From the items below, copy out every line that contains the word "buzzard".

[Begin Exercise data]

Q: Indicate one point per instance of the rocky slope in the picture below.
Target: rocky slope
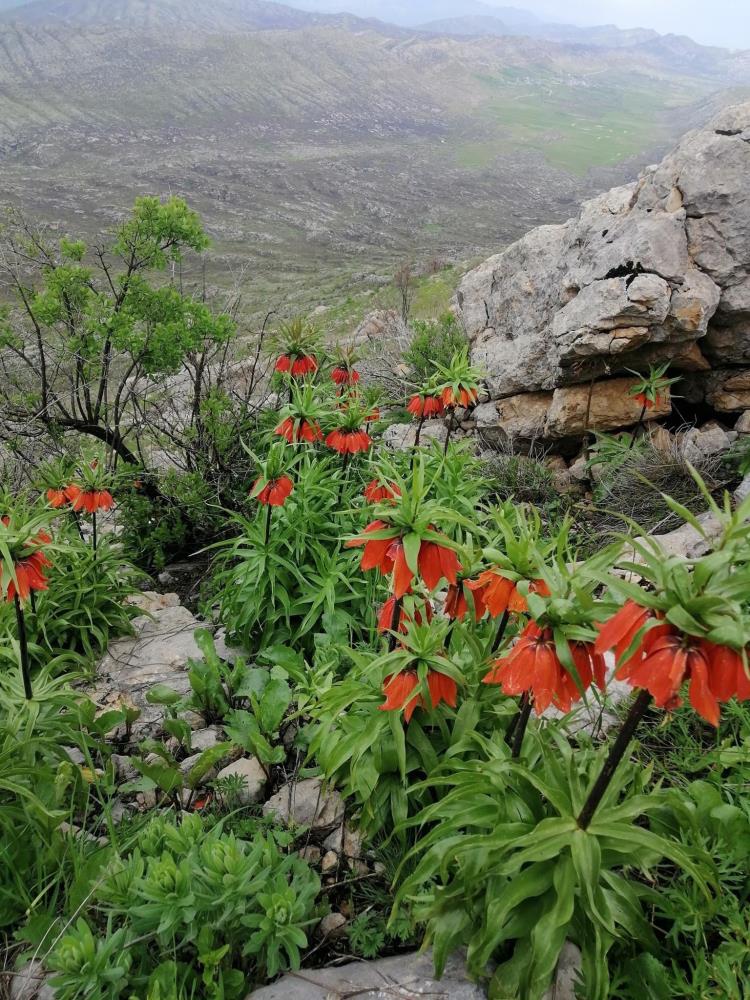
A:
(655, 270)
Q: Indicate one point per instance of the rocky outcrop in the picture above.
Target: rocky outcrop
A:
(655, 270)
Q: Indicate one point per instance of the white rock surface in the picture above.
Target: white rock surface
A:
(251, 770)
(307, 803)
(157, 654)
(405, 977)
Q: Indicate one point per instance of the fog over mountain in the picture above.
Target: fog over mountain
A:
(323, 144)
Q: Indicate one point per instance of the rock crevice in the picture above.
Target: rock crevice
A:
(651, 271)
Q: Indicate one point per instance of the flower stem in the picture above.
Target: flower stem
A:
(395, 619)
(448, 435)
(24, 648)
(77, 520)
(519, 724)
(344, 478)
(616, 753)
(497, 642)
(419, 431)
(637, 427)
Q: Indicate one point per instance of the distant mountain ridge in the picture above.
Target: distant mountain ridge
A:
(319, 143)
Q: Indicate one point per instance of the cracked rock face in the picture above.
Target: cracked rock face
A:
(654, 270)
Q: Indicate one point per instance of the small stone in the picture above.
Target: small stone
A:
(344, 841)
(305, 803)
(254, 786)
(124, 769)
(330, 862)
(568, 974)
(205, 739)
(25, 984)
(146, 800)
(310, 854)
(332, 925)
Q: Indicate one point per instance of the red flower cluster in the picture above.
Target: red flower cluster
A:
(533, 665)
(376, 492)
(349, 442)
(29, 571)
(89, 500)
(305, 431)
(275, 492)
(434, 561)
(499, 594)
(465, 397)
(645, 402)
(424, 407)
(399, 692)
(303, 364)
(342, 375)
(665, 658)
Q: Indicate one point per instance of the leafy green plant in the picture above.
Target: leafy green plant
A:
(433, 342)
(366, 935)
(224, 909)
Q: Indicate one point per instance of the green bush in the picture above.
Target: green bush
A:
(193, 908)
(434, 342)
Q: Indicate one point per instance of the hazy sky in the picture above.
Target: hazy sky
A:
(713, 22)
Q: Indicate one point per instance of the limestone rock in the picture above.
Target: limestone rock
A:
(307, 803)
(516, 420)
(611, 406)
(646, 272)
(29, 983)
(407, 976)
(332, 925)
(157, 654)
(729, 390)
(700, 443)
(568, 974)
(255, 777)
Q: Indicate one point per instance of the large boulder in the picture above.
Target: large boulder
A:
(655, 270)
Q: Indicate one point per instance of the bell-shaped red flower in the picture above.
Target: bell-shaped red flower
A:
(424, 407)
(342, 375)
(499, 594)
(619, 632)
(275, 492)
(347, 442)
(375, 555)
(670, 658)
(92, 501)
(533, 665)
(464, 397)
(28, 570)
(297, 366)
(377, 492)
(645, 402)
(304, 431)
(399, 692)
(57, 498)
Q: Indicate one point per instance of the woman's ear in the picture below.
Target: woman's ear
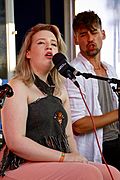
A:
(75, 39)
(103, 34)
(28, 54)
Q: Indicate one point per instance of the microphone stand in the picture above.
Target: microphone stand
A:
(109, 80)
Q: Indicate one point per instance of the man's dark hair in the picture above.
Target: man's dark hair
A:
(86, 19)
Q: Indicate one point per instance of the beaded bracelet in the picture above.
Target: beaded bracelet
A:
(62, 157)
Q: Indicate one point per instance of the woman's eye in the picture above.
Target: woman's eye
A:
(40, 42)
(53, 44)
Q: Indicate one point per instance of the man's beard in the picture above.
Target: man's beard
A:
(92, 53)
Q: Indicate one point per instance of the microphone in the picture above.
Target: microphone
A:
(64, 68)
(5, 91)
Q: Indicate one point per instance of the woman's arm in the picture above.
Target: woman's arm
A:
(14, 116)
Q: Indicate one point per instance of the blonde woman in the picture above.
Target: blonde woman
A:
(36, 120)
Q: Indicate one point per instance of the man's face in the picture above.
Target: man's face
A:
(89, 40)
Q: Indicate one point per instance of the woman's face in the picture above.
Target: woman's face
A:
(43, 47)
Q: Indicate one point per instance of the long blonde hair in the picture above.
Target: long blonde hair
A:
(23, 69)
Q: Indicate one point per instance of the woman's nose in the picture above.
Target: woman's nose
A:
(48, 46)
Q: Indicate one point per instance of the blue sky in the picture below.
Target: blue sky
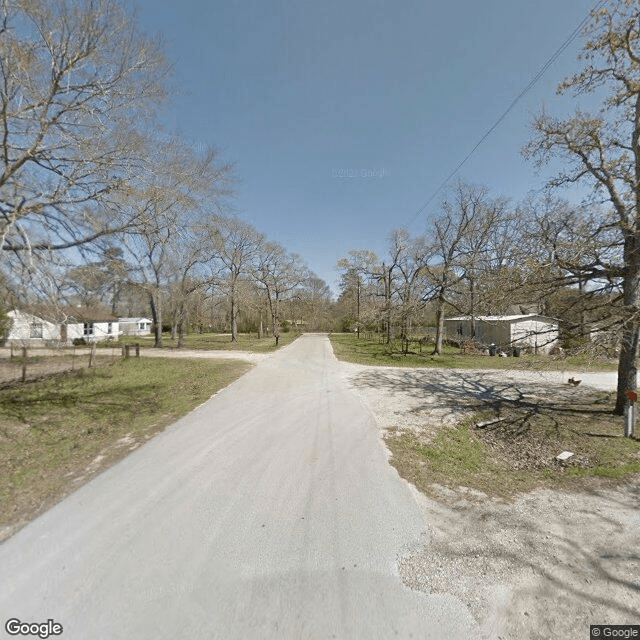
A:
(344, 116)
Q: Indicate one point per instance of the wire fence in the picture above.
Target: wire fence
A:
(22, 363)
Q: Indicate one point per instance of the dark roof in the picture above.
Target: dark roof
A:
(71, 315)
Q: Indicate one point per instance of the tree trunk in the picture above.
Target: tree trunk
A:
(181, 326)
(387, 301)
(627, 363)
(440, 327)
(156, 315)
(234, 315)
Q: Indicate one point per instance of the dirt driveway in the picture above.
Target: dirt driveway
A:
(548, 564)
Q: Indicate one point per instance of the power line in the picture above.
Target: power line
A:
(572, 36)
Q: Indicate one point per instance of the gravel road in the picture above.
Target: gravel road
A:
(268, 512)
(546, 566)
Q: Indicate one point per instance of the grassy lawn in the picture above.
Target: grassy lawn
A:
(53, 430)
(213, 341)
(350, 348)
(518, 454)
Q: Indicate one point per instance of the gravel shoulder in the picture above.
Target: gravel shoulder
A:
(546, 565)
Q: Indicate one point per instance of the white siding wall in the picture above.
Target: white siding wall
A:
(535, 333)
(22, 329)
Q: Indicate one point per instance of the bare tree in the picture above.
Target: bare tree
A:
(171, 197)
(357, 271)
(603, 149)
(77, 84)
(235, 244)
(279, 273)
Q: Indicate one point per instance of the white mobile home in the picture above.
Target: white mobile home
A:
(29, 330)
(539, 333)
(135, 326)
(89, 325)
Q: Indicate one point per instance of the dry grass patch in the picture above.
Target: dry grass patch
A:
(58, 432)
(511, 446)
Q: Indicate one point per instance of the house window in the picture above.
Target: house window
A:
(35, 330)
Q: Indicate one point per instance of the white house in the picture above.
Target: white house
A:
(30, 331)
(537, 332)
(90, 325)
(135, 326)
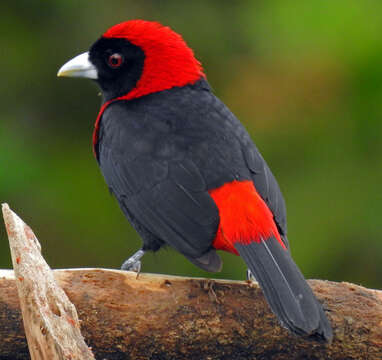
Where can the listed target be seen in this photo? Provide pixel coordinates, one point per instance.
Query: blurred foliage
(304, 77)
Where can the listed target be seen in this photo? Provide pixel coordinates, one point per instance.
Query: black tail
(285, 289)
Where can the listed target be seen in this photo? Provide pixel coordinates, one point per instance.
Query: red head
(136, 58)
(168, 60)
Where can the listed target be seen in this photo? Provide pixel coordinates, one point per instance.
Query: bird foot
(250, 276)
(133, 263)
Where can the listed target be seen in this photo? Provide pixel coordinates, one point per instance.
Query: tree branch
(166, 317)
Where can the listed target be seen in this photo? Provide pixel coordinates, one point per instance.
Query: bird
(185, 171)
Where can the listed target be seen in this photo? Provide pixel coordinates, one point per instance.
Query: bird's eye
(115, 60)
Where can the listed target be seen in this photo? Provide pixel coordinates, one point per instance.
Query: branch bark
(166, 317)
(50, 320)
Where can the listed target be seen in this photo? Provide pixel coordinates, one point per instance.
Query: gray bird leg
(250, 276)
(133, 263)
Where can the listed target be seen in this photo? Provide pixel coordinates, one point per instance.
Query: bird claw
(250, 276)
(133, 263)
(129, 265)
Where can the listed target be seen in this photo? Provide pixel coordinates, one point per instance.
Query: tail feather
(285, 288)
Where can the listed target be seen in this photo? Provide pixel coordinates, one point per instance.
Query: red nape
(168, 60)
(244, 216)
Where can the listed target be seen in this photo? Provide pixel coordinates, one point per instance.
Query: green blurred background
(304, 77)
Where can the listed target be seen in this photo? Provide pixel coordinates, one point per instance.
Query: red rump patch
(244, 216)
(168, 60)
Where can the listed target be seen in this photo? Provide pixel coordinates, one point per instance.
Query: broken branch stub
(50, 320)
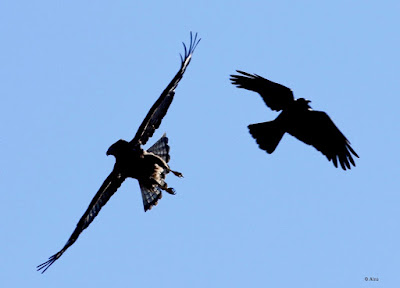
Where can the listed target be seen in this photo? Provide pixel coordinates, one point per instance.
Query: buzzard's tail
(267, 135)
(161, 148)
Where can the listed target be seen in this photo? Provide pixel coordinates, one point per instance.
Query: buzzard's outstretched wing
(109, 187)
(276, 96)
(317, 129)
(159, 109)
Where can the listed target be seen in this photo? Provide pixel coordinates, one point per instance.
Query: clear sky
(75, 76)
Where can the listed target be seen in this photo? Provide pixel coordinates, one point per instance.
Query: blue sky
(78, 75)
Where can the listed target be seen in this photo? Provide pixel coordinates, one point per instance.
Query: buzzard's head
(303, 103)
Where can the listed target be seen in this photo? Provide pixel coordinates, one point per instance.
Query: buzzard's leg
(163, 186)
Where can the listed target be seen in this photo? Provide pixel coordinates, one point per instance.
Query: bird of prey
(148, 167)
(297, 118)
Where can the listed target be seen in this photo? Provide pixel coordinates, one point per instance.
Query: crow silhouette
(297, 118)
(148, 167)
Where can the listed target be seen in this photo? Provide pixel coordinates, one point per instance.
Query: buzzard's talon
(171, 191)
(178, 174)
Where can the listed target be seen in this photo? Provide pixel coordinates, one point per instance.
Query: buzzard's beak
(109, 151)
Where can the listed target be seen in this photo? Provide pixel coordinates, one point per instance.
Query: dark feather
(276, 96)
(109, 187)
(316, 128)
(160, 108)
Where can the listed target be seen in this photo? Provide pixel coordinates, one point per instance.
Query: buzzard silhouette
(297, 118)
(148, 167)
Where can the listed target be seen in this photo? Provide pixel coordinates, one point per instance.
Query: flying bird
(149, 167)
(314, 128)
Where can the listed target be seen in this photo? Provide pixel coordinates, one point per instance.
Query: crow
(148, 167)
(297, 118)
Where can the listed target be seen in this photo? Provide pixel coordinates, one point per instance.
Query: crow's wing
(276, 96)
(159, 109)
(109, 187)
(317, 129)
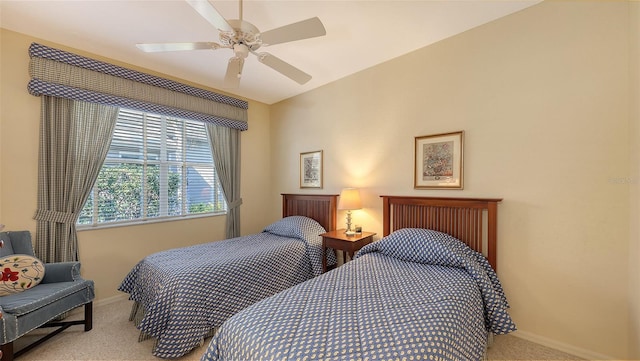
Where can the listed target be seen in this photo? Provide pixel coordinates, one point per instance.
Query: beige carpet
(115, 338)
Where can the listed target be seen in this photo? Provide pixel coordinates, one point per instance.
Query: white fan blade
(284, 68)
(156, 47)
(304, 29)
(234, 71)
(209, 12)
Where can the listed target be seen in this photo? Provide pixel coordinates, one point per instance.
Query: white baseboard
(561, 346)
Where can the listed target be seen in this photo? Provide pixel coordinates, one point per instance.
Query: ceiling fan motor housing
(244, 33)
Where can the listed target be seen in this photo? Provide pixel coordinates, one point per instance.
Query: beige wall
(108, 254)
(634, 244)
(543, 98)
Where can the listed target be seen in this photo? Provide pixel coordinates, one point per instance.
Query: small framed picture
(311, 169)
(439, 161)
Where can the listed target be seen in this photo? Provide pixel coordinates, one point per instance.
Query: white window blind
(157, 167)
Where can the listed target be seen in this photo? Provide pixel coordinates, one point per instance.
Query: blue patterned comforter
(186, 292)
(415, 294)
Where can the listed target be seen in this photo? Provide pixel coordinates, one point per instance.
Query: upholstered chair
(34, 294)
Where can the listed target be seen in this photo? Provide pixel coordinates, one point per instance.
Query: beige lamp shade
(350, 199)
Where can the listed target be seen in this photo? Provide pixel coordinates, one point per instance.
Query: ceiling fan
(243, 38)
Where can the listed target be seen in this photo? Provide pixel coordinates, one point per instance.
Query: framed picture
(439, 161)
(311, 169)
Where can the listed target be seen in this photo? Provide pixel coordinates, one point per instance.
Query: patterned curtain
(74, 140)
(225, 146)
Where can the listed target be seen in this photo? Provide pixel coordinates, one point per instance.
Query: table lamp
(349, 200)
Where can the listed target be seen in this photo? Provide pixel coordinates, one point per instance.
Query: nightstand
(347, 244)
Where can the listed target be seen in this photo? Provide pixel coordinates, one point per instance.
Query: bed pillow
(6, 248)
(19, 272)
(294, 227)
(425, 246)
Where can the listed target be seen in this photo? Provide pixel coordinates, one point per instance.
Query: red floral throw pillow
(19, 272)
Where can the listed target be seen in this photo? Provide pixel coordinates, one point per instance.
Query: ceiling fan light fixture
(241, 50)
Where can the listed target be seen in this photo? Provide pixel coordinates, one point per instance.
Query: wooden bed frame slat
(462, 218)
(321, 207)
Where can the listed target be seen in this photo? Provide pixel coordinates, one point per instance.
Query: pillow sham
(19, 273)
(294, 227)
(6, 248)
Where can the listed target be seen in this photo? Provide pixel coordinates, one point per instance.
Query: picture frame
(311, 169)
(439, 161)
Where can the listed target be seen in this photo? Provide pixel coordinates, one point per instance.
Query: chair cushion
(46, 294)
(19, 273)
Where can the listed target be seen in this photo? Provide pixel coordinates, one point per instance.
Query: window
(157, 167)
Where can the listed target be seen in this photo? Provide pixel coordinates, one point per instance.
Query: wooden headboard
(321, 207)
(462, 218)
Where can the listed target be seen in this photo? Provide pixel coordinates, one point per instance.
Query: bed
(423, 291)
(182, 295)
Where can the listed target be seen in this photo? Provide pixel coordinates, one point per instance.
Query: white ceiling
(360, 34)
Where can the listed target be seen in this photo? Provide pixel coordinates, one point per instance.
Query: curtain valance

[End Exercise data]

▶ [Written answer]:
Query: buzzard's tail
Query: buzzard's outstretched wing
Query: buzzard's head
Query: buzzard's leg
Query: buzzard's talon
Query: buzzard's beak
Query: buzzard silhouette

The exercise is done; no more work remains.